**Exercise data**
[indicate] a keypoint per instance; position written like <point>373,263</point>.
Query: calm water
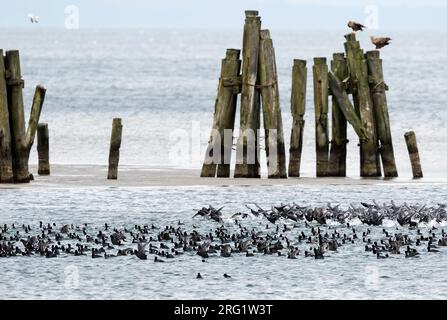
<point>163,84</point>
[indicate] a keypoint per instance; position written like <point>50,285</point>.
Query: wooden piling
<point>410,139</point>
<point>21,138</point>
<point>218,154</point>
<point>378,87</point>
<point>268,85</point>
<point>43,149</point>
<point>115,144</point>
<point>6,169</point>
<point>358,72</point>
<point>298,108</point>
<point>247,162</point>
<point>337,154</point>
<point>338,90</point>
<point>320,80</point>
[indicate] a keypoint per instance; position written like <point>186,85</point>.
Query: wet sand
<point>68,176</point>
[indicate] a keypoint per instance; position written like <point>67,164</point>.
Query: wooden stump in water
<point>268,83</point>
<point>298,108</point>
<point>320,79</point>
<point>337,155</point>
<point>358,72</point>
<point>6,169</point>
<point>410,139</point>
<point>218,154</point>
<point>247,162</point>
<point>378,87</point>
<point>115,144</point>
<point>16,116</point>
<point>43,149</point>
<point>338,90</point>
<point>22,138</point>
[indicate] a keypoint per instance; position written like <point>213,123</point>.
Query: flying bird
<point>380,42</point>
<point>33,18</point>
<point>355,26</point>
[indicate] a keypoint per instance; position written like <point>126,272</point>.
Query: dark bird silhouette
<point>355,26</point>
<point>380,42</point>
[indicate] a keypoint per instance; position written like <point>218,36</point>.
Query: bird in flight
<point>33,18</point>
<point>355,26</point>
<point>380,42</point>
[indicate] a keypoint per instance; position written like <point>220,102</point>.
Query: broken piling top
<point>320,60</point>
<point>299,81</point>
<point>350,37</point>
<point>264,34</point>
<point>299,63</point>
<point>233,54</point>
<point>251,13</point>
<point>338,56</point>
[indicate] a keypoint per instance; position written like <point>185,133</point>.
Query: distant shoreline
<point>72,176</point>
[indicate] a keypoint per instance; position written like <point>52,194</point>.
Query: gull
<point>380,42</point>
<point>33,18</point>
<point>355,26</point>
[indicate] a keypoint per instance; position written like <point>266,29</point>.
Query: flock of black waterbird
<point>287,231</point>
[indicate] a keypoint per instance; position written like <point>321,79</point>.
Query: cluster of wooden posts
<point>16,139</point>
<point>351,73</point>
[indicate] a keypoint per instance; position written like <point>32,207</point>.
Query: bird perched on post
<point>355,26</point>
<point>380,42</point>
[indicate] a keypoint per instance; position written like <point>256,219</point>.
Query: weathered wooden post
<point>218,153</point>
<point>358,72</point>
<point>378,87</point>
<point>247,162</point>
<point>21,138</point>
<point>298,108</point>
<point>268,83</point>
<point>43,149</point>
<point>115,144</point>
<point>320,79</point>
<point>337,154</point>
<point>6,169</point>
<point>410,139</point>
<point>338,90</point>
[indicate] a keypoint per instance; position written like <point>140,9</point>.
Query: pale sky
<point>281,14</point>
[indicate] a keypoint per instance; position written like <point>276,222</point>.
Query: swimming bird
<point>380,42</point>
<point>355,26</point>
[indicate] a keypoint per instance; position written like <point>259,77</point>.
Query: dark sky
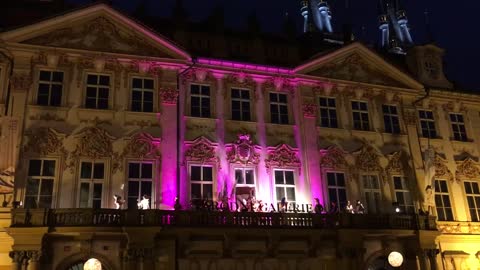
<point>454,24</point>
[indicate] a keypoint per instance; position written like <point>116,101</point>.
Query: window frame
<point>361,112</point>
<point>241,100</point>
<point>211,100</point>
<point>433,120</point>
<point>391,116</point>
<point>92,181</point>
<point>153,90</point>
<point>287,105</point>
<point>329,109</point>
<point>284,186</point>
<point>110,87</point>
<point>50,83</point>
<point>55,177</point>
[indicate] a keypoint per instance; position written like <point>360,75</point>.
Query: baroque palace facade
<point>94,105</point>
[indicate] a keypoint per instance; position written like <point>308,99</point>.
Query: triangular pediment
<point>96,28</point>
<point>356,63</point>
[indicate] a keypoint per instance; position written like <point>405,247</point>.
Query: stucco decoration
<point>356,68</point>
<point>394,165</point>
<point>169,95</point>
<point>44,141</point>
<point>441,169</point>
<point>283,156</point>
<point>467,169</point>
<point>310,110</point>
<point>201,150</point>
<point>367,160</point>
<point>333,158</point>
<point>99,34</point>
<point>242,151</point>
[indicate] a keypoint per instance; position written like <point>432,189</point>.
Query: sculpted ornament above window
<point>282,156</point>
<point>243,151</point>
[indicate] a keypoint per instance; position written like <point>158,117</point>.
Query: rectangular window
<point>140,183</point>
<point>50,87</point>
<point>427,123</point>
<point>98,88</point>
<point>201,182</point>
<point>390,118</point>
<point>473,198</point>
<point>245,183</point>
<point>142,95</point>
<point>442,201</point>
<point>278,108</point>
<point>373,197</point>
<point>92,177</point>
<point>360,115</point>
<point>328,112</point>
<point>240,104</point>
<point>285,186</point>
<point>402,195</point>
<point>200,100</point>
<point>337,192</point>
<point>40,181</point>
<point>458,127</point>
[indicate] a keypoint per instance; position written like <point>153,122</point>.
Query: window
<point>92,176</point>
<point>402,195</point>
<point>39,190</point>
<point>240,104</point>
<point>201,182</point>
<point>245,183</point>
<point>390,118</point>
<point>442,201</point>
<point>336,189</point>
<point>360,115</point>
<point>98,88</point>
<point>371,188</point>
<point>142,95</point>
<point>427,123</point>
<point>50,86</point>
<point>200,100</point>
<point>473,198</point>
<point>328,113</point>
<point>458,127</point>
<point>278,108</point>
<point>140,181</point>
<point>285,186</point>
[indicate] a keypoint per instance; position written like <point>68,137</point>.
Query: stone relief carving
<point>243,151</point>
<point>467,169</point>
<point>99,34</point>
<point>282,156</point>
<point>441,169</point>
<point>201,150</point>
<point>169,95</point>
<point>355,68</point>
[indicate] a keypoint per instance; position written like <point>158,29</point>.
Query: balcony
<point>165,218</point>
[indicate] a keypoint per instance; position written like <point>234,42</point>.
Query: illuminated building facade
<point>97,105</point>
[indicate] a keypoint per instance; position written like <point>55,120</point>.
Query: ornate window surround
<point>156,101</point>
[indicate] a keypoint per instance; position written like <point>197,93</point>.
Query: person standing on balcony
<point>144,203</point>
<point>318,206</point>
<point>349,208</point>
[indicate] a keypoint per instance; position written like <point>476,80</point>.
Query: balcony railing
<point>114,218</point>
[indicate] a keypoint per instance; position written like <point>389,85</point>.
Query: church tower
<point>316,15</point>
<point>393,25</point>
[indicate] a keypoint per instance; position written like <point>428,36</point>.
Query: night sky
<point>453,24</point>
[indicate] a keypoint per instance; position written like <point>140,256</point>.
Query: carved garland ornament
<point>201,150</point>
<point>282,156</point>
<point>441,170</point>
<point>333,158</point>
<point>467,169</point>
<point>243,151</point>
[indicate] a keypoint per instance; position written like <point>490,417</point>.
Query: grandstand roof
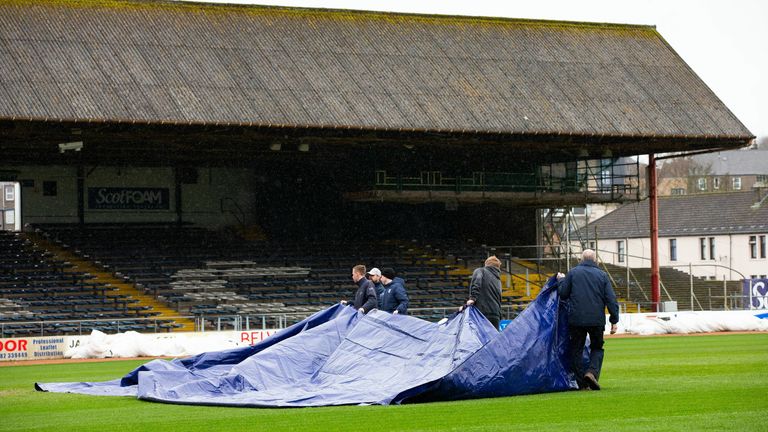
<point>687,215</point>
<point>160,63</point>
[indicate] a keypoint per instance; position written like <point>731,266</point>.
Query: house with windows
<point>714,236</point>
<point>726,171</point>
<point>9,206</point>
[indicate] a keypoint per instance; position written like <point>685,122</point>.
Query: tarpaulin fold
<point>340,357</point>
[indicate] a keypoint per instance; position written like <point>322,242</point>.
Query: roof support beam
<point>654,224</point>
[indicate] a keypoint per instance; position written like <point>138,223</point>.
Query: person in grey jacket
<point>365,295</point>
<point>588,292</point>
<point>485,290</point>
<point>393,298</point>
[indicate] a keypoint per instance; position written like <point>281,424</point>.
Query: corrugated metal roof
<point>181,63</point>
<point>735,162</point>
<point>686,215</point>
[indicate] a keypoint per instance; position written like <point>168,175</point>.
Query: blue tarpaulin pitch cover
<point>340,357</point>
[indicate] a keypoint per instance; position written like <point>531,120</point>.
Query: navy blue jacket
<point>393,297</point>
<point>365,296</point>
<point>379,290</point>
<point>588,291</point>
<point>485,290</point>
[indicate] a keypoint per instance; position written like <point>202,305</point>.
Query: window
<point>620,249</point>
<point>49,188</point>
<point>673,249</point>
<point>753,246</point>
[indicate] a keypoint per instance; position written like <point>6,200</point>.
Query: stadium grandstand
<point>181,166</point>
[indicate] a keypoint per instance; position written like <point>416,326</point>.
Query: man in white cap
<point>374,275</point>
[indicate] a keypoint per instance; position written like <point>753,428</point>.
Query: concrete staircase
<point>100,275</point>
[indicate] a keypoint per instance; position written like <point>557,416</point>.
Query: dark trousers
<point>578,336</point>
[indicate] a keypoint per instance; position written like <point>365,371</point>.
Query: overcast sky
<point>724,41</point>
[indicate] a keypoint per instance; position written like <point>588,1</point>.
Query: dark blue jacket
<point>394,297</point>
<point>485,290</point>
<point>588,291</point>
<point>379,290</point>
<point>365,296</point>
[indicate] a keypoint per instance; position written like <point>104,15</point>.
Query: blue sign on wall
<point>757,291</point>
<point>111,198</point>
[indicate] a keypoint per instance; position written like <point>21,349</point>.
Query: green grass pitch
<point>686,383</point>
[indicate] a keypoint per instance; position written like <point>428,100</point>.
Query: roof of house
<point>170,62</point>
<point>686,215</point>
<point>735,162</point>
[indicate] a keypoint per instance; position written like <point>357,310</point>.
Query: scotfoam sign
<point>104,198</point>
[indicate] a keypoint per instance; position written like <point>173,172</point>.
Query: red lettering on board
<point>13,345</point>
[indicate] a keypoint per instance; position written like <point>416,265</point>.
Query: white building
<point>720,235</point>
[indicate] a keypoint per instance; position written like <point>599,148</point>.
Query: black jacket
<point>588,291</point>
<point>485,290</point>
<point>393,297</point>
<point>365,296</point>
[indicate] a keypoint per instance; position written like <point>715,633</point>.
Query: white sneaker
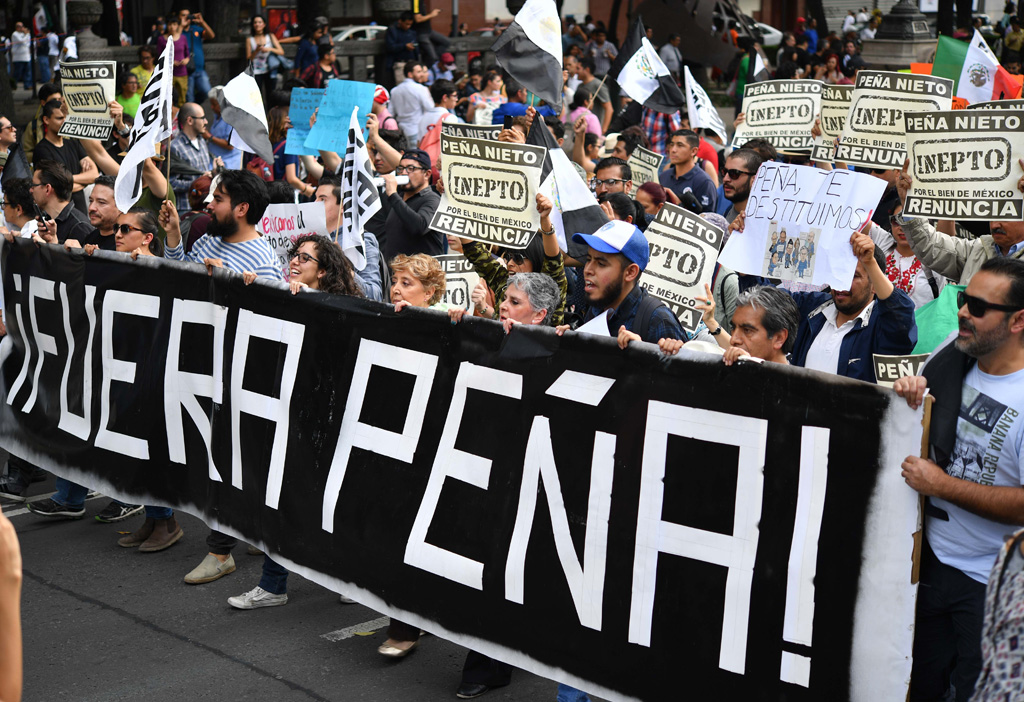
<point>257,598</point>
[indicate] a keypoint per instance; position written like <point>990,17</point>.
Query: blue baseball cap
<point>619,237</point>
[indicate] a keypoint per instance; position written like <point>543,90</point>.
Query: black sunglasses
<point>977,307</point>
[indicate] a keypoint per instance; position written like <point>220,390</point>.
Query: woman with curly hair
<point>315,262</point>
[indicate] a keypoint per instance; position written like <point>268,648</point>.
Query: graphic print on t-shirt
<point>984,424</point>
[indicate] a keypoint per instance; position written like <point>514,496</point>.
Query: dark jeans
<point>947,637</point>
<point>219,543</point>
<point>479,669</point>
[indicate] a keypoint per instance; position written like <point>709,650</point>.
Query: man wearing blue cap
<point>616,254</point>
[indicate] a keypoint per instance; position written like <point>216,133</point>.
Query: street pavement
<point>105,623</point>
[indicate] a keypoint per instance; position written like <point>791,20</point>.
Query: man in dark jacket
<point>840,330</point>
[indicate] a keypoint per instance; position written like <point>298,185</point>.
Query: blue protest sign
<point>331,131</point>
<point>304,101</point>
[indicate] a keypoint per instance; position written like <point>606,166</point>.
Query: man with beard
<point>978,385</point>
<point>840,330</point>
<point>230,242</point>
<point>410,208</point>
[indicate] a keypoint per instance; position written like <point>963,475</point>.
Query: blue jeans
<point>274,578</point>
<point>567,694</point>
<point>70,494</point>
<point>199,86</point>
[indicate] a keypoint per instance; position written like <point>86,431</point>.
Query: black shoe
<point>469,691</point>
<point>115,512</point>
<point>49,508</point>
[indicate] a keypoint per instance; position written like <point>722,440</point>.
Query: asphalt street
<point>101,622</point>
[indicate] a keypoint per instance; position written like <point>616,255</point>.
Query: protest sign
<point>534,483</point>
<point>875,134</point>
<point>964,164</point>
<point>460,279</point>
<point>781,112</point>
<point>282,224</point>
<point>88,88</point>
<point>304,101</point>
<point>645,164</point>
<point>335,114</point>
<point>835,105</point>
<point>475,131</point>
<point>683,251</point>
<point>799,223</point>
<point>489,190</point>
<point>997,104</point>
<point>888,369</point>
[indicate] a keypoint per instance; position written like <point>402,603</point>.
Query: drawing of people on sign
<point>791,254</point>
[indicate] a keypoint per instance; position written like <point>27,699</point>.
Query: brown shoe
<point>137,537</point>
<point>166,532</point>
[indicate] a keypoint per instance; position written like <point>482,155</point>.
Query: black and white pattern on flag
<point>489,190</point>
<point>642,75</point>
<point>88,88</point>
<point>875,133</point>
<point>679,494</point>
<point>683,252</point>
<point>530,50</point>
<point>781,112</point>
<point>965,165</point>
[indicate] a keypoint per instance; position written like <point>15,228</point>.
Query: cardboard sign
<point>460,279</point>
<point>304,101</point>
<point>799,223</point>
<point>489,190</point>
<point>474,131</point>
<point>781,112</point>
<point>875,134</point>
<point>645,164</point>
<point>683,251</point>
<point>835,105</point>
<point>335,114</point>
<point>964,165</point>
<point>888,369</point>
<point>88,88</point>
<point>282,224</point>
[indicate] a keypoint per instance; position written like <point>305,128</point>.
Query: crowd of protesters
<point>59,190</point>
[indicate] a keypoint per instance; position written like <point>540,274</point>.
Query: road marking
<point>349,631</point>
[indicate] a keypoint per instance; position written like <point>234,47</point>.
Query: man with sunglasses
<point>957,259</point>
<point>410,208</point>
<point>973,478</point>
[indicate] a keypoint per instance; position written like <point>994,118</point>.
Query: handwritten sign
<point>88,88</point>
<point>282,224</point>
<point>875,133</point>
<point>304,101</point>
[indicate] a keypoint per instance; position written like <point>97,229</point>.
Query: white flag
<point>360,200</point>
<point>153,124</point>
<point>701,112</point>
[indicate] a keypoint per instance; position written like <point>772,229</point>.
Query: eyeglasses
<point>598,182</point>
<point>977,307</point>
<point>734,173</point>
<point>304,258</point>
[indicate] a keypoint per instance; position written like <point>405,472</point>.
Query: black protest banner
<point>474,131</point>
<point>835,105</point>
<point>683,251</point>
<point>87,88</point>
<point>645,164</point>
<point>489,190</point>
<point>875,133</point>
<point>399,458</point>
<point>964,163</point>
<point>781,112</point>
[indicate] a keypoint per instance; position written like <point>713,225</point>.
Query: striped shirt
<point>255,255</point>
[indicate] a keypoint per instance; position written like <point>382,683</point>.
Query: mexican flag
<point>975,69</point>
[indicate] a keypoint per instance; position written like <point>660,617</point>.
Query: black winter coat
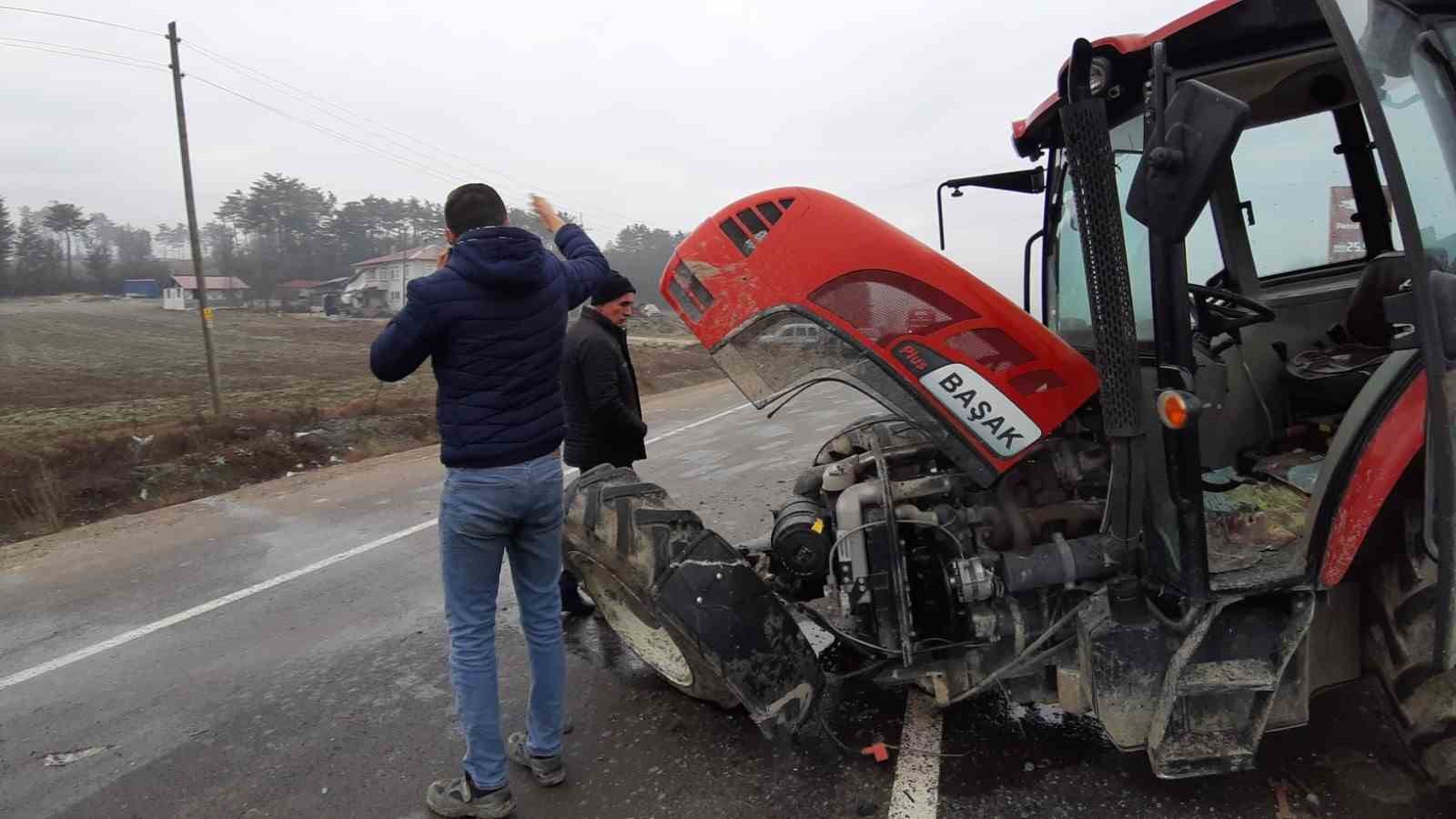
<point>492,322</point>
<point>603,411</point>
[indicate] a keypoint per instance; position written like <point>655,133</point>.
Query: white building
<point>379,285</point>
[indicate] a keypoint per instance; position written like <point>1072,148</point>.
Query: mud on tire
<point>619,537</point>
<point>1398,644</point>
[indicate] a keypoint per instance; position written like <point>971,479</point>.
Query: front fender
<point>1376,442</point>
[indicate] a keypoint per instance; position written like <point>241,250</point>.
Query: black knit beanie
<point>612,288</point>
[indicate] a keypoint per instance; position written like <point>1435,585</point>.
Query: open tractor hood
<point>794,286</point>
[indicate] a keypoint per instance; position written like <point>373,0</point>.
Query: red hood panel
<point>819,285</point>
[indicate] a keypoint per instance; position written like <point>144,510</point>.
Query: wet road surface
<point>328,695</point>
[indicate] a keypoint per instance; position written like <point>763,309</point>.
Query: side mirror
<point>1194,137</point>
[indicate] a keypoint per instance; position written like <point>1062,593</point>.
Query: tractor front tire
<point>619,562</point>
<point>1400,646</point>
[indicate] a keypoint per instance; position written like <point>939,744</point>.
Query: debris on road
<point>60,758</point>
<point>1281,800</point>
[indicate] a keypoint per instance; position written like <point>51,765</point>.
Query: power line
<point>329,131</point>
<point>79,18</point>
<point>261,76</point>
<point>276,85</point>
<point>306,98</point>
<point>123,62</point>
<point>82,51</point>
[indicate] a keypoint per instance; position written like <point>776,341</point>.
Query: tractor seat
<point>1329,379</point>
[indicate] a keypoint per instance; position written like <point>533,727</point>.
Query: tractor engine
<point>919,561</point>
<point>961,521</point>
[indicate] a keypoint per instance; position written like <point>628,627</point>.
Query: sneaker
<point>548,770</point>
<point>460,797</point>
<point>572,602</point>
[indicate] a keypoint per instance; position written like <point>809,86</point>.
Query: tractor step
<point>1225,676</point>
<point>1210,714</point>
<point>1205,753</point>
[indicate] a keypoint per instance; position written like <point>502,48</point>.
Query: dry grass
<point>106,409</point>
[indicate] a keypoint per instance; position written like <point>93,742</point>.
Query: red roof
<point>421,252</point>
<point>213,283</point>
<point>1123,44</point>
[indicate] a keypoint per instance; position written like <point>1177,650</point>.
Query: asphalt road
<point>280,652</point>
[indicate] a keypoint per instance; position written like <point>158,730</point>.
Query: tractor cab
<point>1283,312</point>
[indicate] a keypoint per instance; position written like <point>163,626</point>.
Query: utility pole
<point>204,312</point>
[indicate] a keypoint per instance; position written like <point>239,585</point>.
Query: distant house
<point>327,296</point>
<point>222,292</point>
<point>378,286</point>
<point>296,293</point>
<point>179,267</point>
<point>142,288</point>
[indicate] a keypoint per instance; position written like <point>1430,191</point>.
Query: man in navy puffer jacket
<point>494,321</point>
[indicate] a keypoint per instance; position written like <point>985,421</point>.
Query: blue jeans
<point>484,515</point>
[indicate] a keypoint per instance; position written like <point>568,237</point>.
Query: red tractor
<point>1215,479</point>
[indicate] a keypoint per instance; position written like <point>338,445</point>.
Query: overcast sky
<point>645,111</point>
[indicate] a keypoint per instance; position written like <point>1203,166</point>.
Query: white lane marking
<point>916,793</point>
<point>708,420</point>
<point>244,593</point>
<point>181,617</point>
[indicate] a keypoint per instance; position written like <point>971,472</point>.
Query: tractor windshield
<point>1421,121</point>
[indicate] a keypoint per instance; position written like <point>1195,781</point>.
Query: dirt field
<point>106,405</point>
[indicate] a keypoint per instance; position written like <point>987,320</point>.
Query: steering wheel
<point>1223,310</point>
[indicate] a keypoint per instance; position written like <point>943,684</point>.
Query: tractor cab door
<point>1401,60</point>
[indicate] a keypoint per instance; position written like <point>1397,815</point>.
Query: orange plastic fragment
<point>878,751</point>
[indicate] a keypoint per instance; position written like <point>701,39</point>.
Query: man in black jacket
<point>603,411</point>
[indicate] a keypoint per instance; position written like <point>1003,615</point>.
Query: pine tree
<point>6,249</point>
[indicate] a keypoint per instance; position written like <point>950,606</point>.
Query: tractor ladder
<point>1219,690</point>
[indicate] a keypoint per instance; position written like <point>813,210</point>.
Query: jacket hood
<point>501,258</point>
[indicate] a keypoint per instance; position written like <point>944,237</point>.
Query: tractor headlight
<point>1099,76</point>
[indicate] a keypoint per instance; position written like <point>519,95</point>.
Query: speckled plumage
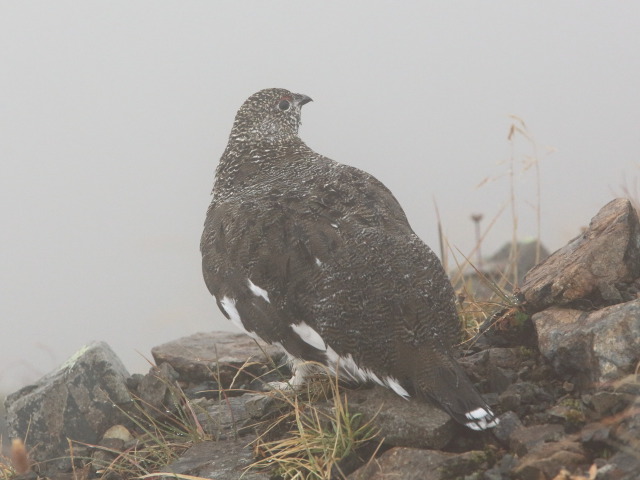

**Work task**
Word for word, output the lines from the beginning of the listing through the line holding "written like <point>220,102</point>." and nothing beyond them. Omit the pictures.

**Solution for this exercise**
[indicate] a keypoint per instance; position written like <point>373,263</point>.
Query: calm water
<point>163,84</point>
[indicate] a keypoint per instance; position written like <point>50,285</point>.
Query: wooden piling
<point>410,139</point>
<point>21,138</point>
<point>218,154</point>
<point>378,87</point>
<point>268,85</point>
<point>43,149</point>
<point>115,144</point>
<point>6,169</point>
<point>358,72</point>
<point>298,108</point>
<point>247,162</point>
<point>337,154</point>
<point>338,90</point>
<point>320,80</point>
[indicate] a keypoint per instance; position written like <point>186,85</point>.
Query: wet sand
<point>68,176</point>
[indicate] a keypoint per instance; position written like <point>67,164</point>.
Query: wooden stump in water
<point>268,83</point>
<point>298,108</point>
<point>320,79</point>
<point>337,155</point>
<point>358,72</point>
<point>6,169</point>
<point>410,139</point>
<point>218,154</point>
<point>247,162</point>
<point>378,87</point>
<point>115,144</point>
<point>16,116</point>
<point>43,149</point>
<point>338,90</point>
<point>22,138</point>
[indicate] a keypoint per instance; position written like <point>213,123</point>.
Query: flying bird
<point>380,42</point>
<point>33,18</point>
<point>355,26</point>
[indicate] a keypoint per instance; position written like <point>126,272</point>.
Query: dark bird silhouette
<point>355,26</point>
<point>380,42</point>
[indicate] a keypoint per instance; position written like <point>218,36</point>.
Query: bird in flight
<point>33,18</point>
<point>355,26</point>
<point>380,42</point>
[indicate] a keypoint per instance; position written like <point>220,102</point>.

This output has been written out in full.